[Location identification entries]
# # #
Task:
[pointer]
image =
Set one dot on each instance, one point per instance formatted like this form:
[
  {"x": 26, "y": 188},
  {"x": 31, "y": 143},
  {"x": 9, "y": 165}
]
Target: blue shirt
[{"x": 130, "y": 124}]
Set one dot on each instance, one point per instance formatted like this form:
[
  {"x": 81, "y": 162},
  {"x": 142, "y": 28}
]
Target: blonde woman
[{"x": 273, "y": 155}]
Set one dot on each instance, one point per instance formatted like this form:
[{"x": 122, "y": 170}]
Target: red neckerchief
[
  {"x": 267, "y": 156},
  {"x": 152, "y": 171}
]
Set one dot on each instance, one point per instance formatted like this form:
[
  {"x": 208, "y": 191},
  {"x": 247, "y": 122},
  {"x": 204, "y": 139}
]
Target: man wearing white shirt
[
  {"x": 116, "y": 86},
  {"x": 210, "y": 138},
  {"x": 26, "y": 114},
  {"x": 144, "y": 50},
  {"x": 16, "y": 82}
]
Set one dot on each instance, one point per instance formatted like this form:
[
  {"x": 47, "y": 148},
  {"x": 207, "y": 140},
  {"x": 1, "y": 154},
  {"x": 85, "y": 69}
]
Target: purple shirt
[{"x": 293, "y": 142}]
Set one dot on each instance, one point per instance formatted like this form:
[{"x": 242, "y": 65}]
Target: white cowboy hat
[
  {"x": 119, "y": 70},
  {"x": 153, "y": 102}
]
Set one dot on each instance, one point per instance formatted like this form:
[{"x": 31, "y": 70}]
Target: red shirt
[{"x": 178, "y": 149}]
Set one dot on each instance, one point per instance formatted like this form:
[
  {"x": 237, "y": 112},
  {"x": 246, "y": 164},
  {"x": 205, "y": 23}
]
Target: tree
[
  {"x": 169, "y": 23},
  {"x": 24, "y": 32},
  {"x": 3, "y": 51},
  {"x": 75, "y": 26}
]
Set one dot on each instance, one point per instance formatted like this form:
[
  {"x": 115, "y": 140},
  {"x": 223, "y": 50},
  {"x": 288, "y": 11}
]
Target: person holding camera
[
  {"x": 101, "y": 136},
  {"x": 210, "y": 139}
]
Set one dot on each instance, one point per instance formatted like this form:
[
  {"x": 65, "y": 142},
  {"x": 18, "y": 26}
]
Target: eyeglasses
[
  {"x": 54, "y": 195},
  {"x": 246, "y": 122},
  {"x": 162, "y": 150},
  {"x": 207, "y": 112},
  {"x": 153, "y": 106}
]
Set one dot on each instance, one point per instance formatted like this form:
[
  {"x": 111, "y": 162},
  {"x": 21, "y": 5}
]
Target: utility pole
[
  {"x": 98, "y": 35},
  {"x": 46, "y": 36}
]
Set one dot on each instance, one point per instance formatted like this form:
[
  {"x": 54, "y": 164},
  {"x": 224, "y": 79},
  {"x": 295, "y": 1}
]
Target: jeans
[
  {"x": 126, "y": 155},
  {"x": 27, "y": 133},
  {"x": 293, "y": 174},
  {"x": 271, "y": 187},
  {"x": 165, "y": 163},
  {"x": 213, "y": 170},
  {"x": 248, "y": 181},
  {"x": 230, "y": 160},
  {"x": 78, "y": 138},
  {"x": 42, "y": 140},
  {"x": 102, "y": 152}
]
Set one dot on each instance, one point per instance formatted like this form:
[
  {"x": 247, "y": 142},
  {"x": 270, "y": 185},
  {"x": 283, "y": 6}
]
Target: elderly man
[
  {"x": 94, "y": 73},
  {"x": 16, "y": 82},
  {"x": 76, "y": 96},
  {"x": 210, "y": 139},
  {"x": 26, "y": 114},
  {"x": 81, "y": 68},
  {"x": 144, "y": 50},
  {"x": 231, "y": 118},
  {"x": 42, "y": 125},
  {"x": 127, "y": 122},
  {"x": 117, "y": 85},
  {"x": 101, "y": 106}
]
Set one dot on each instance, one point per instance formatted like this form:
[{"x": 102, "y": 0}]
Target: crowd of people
# # #
(EXERCISE REQUIREMENTS): Write out every entry word for word.

(SOLUTION TO THIS EXERCISE):
Task:
[pointer]
image =
Set one dot on each instance, one point per instance formatted like this form:
[
  {"x": 26, "y": 188},
  {"x": 31, "y": 143},
  {"x": 9, "y": 165}
]
Target: blue shirt
[{"x": 130, "y": 124}]
Set one dot on each instance, one point per instance formatted like this form:
[
  {"x": 81, "y": 162},
  {"x": 142, "y": 28}
]
Target: blonde woman
[{"x": 273, "y": 155}]
Set one dot on each instance, one point per instance formatted like this form:
[{"x": 122, "y": 170}]
Target: red neckerchief
[
  {"x": 267, "y": 156},
  {"x": 152, "y": 171}
]
Set one dot on each instance, one point per instance formatted like this form:
[
  {"x": 208, "y": 191},
  {"x": 247, "y": 122},
  {"x": 204, "y": 139}
]
Target: man wearing white shirt
[
  {"x": 116, "y": 86},
  {"x": 210, "y": 138},
  {"x": 26, "y": 114},
  {"x": 144, "y": 50},
  {"x": 16, "y": 82}
]
Set one dot on each instance, one point per instance formatted like this form:
[
  {"x": 47, "y": 148},
  {"x": 207, "y": 140},
  {"x": 1, "y": 154},
  {"x": 85, "y": 69}
]
Target: purple shirt
[{"x": 293, "y": 142}]
Set one dot on each instance, one point per instance formatted like this form:
[{"x": 242, "y": 65}]
Target: white cowboy hat
[
  {"x": 119, "y": 70},
  {"x": 153, "y": 102}
]
Set one dot on each instance, one point per instance formatted like this form:
[{"x": 31, "y": 70}]
Target: red shirt
[{"x": 178, "y": 149}]
Set one dot on each instance, one point per instance formatted like this form:
[
  {"x": 237, "y": 112},
  {"x": 246, "y": 164},
  {"x": 205, "y": 23}
]
Target: tree
[
  {"x": 169, "y": 23},
  {"x": 24, "y": 32},
  {"x": 3, "y": 51},
  {"x": 75, "y": 26}
]
Set one dot on each instance, one point per instance formatted like this form:
[
  {"x": 115, "y": 140},
  {"x": 223, "y": 50},
  {"x": 288, "y": 11}
]
Target: person holding camera
[
  {"x": 101, "y": 136},
  {"x": 210, "y": 139}
]
Set one dot on each instance, one point per instance formatted like this form:
[
  {"x": 65, "y": 142},
  {"x": 18, "y": 26}
]
Target: eyeglasses
[
  {"x": 54, "y": 195},
  {"x": 246, "y": 122},
  {"x": 162, "y": 150},
  {"x": 207, "y": 112},
  {"x": 153, "y": 106}
]
Set one dot on each instance, one point per instance formatted like this form:
[
  {"x": 111, "y": 162},
  {"x": 21, "y": 5}
]
Target: utility pole
[
  {"x": 98, "y": 35},
  {"x": 46, "y": 36}
]
Set one dot on each instance, one point per instance formatted like this form:
[
  {"x": 54, "y": 164},
  {"x": 224, "y": 79},
  {"x": 295, "y": 1}
]
Target: jeans
[
  {"x": 126, "y": 155},
  {"x": 27, "y": 133},
  {"x": 293, "y": 174},
  {"x": 271, "y": 187},
  {"x": 165, "y": 163},
  {"x": 213, "y": 170},
  {"x": 248, "y": 181},
  {"x": 230, "y": 160},
  {"x": 78, "y": 138},
  {"x": 42, "y": 140},
  {"x": 102, "y": 152}
]
Set one dot on each instance, one point per instance formatted like this form:
[
  {"x": 247, "y": 142},
  {"x": 270, "y": 185},
  {"x": 283, "y": 6}
]
Target: elderly man
[
  {"x": 94, "y": 73},
  {"x": 16, "y": 82},
  {"x": 76, "y": 96},
  {"x": 210, "y": 139},
  {"x": 26, "y": 114},
  {"x": 81, "y": 68},
  {"x": 144, "y": 50},
  {"x": 231, "y": 118},
  {"x": 42, "y": 125},
  {"x": 127, "y": 122},
  {"x": 117, "y": 85},
  {"x": 101, "y": 106}
]
Set one dot on each instance, one point per instance formatted like this form:
[{"x": 102, "y": 0}]
Target: crowd of people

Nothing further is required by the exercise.